Start RECORDS SHOWN

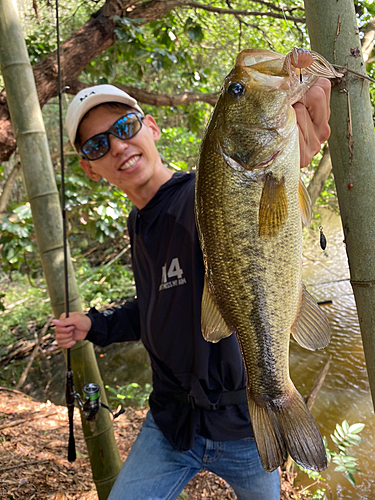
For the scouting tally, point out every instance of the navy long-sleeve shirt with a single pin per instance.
(169, 274)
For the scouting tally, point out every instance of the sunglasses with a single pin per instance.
(124, 128)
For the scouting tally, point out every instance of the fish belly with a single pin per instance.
(256, 284)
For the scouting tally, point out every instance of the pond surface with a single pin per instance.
(345, 393)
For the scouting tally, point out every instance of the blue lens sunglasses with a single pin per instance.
(124, 128)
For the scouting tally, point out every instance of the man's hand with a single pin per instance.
(70, 330)
(312, 114)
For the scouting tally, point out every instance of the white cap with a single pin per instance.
(89, 98)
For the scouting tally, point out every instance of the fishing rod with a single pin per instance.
(91, 403)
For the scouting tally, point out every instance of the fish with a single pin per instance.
(250, 204)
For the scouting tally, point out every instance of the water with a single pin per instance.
(345, 393)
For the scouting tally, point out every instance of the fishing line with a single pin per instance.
(322, 238)
(91, 403)
(69, 383)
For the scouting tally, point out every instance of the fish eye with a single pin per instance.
(236, 89)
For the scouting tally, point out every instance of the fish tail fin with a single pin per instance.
(286, 426)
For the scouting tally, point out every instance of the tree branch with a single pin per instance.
(368, 40)
(321, 174)
(219, 10)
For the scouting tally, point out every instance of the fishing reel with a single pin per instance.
(91, 403)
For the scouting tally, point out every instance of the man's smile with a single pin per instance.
(130, 162)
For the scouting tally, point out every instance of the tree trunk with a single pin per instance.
(334, 34)
(321, 175)
(368, 40)
(44, 201)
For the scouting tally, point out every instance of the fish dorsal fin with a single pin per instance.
(311, 328)
(273, 207)
(213, 325)
(304, 203)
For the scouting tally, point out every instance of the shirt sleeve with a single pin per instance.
(118, 324)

End RECORDS SHOWN

(GOAL) Write out once more the lines above beginning at the line with "eye with a single pin per instance."; continue through the final line and stop there.

(RESPONSE)
For the scouting tally, point out every instance of the fish eye with a single pin per instance.
(236, 89)
For the scouting tally, point out every instance of the fish tail fin with a single pin per instance.
(286, 426)
For the scouting tally, point out every instance of the tree branch with a single pin per instance.
(368, 40)
(321, 174)
(219, 10)
For the scouting tally, point out every instance of the fishing reel with a single pin per instance.
(91, 403)
For the scouting tally, point out every instance of the man's smile with a single pin per instance.
(130, 162)
For the scouting tally, point out every instance of the tree trunk with a single pin per instance.
(334, 34)
(321, 175)
(368, 40)
(44, 201)
For the scouting tally, point out every instance of the fish dorsal fin with a single pin per instance.
(311, 328)
(273, 207)
(213, 325)
(304, 203)
For the scouting tally, point out every instance of the shirt sleeve with a single pin per instance.
(118, 324)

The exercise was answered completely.